WHAT THIS TASK INVOLVES:
Repeat every line of the data below, word for word.
** START OF DATA SUPPLIED **
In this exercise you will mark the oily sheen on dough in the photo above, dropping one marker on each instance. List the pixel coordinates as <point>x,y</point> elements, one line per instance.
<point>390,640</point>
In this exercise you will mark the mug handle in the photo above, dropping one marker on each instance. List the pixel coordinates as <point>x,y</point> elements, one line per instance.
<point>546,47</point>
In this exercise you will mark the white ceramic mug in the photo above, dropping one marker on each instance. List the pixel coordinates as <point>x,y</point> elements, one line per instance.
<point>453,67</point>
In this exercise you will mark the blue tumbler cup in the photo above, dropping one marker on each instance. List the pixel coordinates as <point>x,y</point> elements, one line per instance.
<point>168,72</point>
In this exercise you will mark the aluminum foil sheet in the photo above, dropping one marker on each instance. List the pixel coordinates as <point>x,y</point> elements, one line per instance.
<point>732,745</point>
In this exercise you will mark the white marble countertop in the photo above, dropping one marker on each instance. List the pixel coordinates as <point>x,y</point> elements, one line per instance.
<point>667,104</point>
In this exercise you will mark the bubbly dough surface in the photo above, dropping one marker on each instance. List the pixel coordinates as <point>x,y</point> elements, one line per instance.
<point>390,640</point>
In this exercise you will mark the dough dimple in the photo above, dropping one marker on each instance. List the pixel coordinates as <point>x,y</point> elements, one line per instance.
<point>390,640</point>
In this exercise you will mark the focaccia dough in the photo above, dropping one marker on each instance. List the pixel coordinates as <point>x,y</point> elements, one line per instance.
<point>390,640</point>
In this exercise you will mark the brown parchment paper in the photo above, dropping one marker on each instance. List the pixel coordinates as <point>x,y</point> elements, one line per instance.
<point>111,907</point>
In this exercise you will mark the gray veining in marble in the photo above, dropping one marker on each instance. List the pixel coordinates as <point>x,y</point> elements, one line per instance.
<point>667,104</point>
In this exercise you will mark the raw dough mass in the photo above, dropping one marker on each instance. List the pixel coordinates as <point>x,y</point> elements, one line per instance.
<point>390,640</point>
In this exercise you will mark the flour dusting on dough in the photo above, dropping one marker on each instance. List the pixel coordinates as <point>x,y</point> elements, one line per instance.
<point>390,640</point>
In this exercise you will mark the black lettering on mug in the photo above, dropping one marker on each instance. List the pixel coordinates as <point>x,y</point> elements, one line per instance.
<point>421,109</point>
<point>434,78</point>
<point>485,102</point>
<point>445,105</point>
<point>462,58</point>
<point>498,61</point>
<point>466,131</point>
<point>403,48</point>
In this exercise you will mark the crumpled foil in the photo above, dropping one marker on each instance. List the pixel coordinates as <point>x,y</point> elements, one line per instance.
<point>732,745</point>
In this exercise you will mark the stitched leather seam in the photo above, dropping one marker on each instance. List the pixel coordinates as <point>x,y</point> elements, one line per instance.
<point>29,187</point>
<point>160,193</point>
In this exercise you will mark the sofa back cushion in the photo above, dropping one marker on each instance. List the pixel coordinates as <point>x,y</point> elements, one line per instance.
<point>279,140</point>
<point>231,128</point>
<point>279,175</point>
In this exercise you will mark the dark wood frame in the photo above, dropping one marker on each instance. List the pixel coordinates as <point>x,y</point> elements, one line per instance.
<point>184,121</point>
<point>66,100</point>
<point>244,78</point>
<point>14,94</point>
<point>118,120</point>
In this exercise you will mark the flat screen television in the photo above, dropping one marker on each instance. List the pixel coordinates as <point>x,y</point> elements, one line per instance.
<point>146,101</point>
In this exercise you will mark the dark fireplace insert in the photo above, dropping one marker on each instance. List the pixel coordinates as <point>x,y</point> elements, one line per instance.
** END OF DATA SUPPLIED **
WORKED ANSWER:
In this exercise you will mark the oily sheen on dough in the photo above, dropping one marker on each instance. List the pixel coordinates as <point>x,y</point> elements, one line per instance.
<point>390,640</point>
In this exercise you will mark the mug handle in the photo above, dropping one marker on each instance. List the pixel coordinates as <point>x,y</point> elements, one line per instance.
<point>546,47</point>
In this exercise you will mark the white ceramic mug in the photo above, dropping one marker on each instance. List the pixel coordinates as <point>x,y</point> elements, one line per instance.
<point>453,67</point>
In this exercise you will mark the blue tumbler cup in the photo above, dropping one marker on each instance. List the pixel coordinates as <point>x,y</point> elements, one line per instance.
<point>168,72</point>
In this exercise you will mark the aluminum foil sheet in the photo above, dropping one marker on each instance. List the pixel coordinates as <point>x,y</point> elements, one line per instance.
<point>732,745</point>
In this exercise you will mark the white marble countertop in the photo above, dropping one marker on each instance. List the pixel coordinates as <point>x,y</point> elements, one line per instance.
<point>667,104</point>
In this exercise you will mark the bubbly dough surface in the photo above, dropping one marker on each instance. List the pixel coordinates as <point>x,y</point> elements, one line per instance.
<point>390,640</point>
In this exercise you will mark the dough dimple in the photo above, dropping one marker on each instance. List the pixel coordinates as <point>x,y</point> elements, one line per instance.
<point>390,640</point>
In this exercise you will mark the focaccia dough in the photo above, dropping one marker on each instance. List the pixel coordinates as <point>x,y</point> elements, one line per instance.
<point>390,640</point>
In this exercise you will mark the brown parchment paper in the photo above, dropping one marker on each instance. List the pixel coordinates as <point>x,y</point> elements, one line per instance.
<point>111,907</point>
In this exercise you will mark the gray veining in marble in the photo above, dropping one marker on each instance. List the pixel coordinates as <point>x,y</point> elements, one line per instance.
<point>667,104</point>
In this exercise you will mark the raw dough mass in the photo above, dropping one marker on each instance. List the pixel coordinates as <point>x,y</point> elements, one line per instance.
<point>390,640</point>
In this exercise you will mark the flour dusting on dough in the photo above, dropping one marker on each instance. List the pixel coordinates as <point>x,y</point> elements, one line per instance.
<point>390,640</point>
In this exercise you will mark the black lettering on mug in the photo above, dropping one marker on each instance. List the pixel coordinates as <point>x,y</point> elements, one line per instance.
<point>421,109</point>
<point>434,78</point>
<point>485,102</point>
<point>445,105</point>
<point>462,58</point>
<point>498,61</point>
<point>466,131</point>
<point>403,48</point>
In this exercise you will mark the crumpled foil in the photo above, dropping one marker on each instance. List the pixel coordinates as <point>x,y</point> elements, one line per instance.
<point>732,745</point>
In this exercise you will mark the stitched leather seam in the photo above, dropping one marker on each instance. List the pixel coordinates as <point>x,y</point> elements, one line per instance.
<point>29,187</point>
<point>160,193</point>
In this exercise you will mark the sofa back cushion in the photo above, dropping one marker on each instance. List the pixel coordinates as <point>x,y</point> elements, one line per instance.
<point>279,140</point>
<point>231,128</point>
<point>279,175</point>
In this exercise you will mark the dark wood frame in the photo above, dropping one marker on each instance. List the pixel coordinates as <point>x,y</point> elements, one line per instance.
<point>184,121</point>
<point>66,100</point>
<point>244,78</point>
<point>14,94</point>
<point>118,120</point>
In this exercise you will mark the flat screen television in the photo above, dropping one marker on each instance. List the pixel coordinates as <point>x,y</point> elements, one line per instance.
<point>146,101</point>
In this exercise you will mark the dark fireplace insert in the photo above, dropping one marker on each instance. List the pixel coordinates as <point>x,y</point> elements, one line per instance.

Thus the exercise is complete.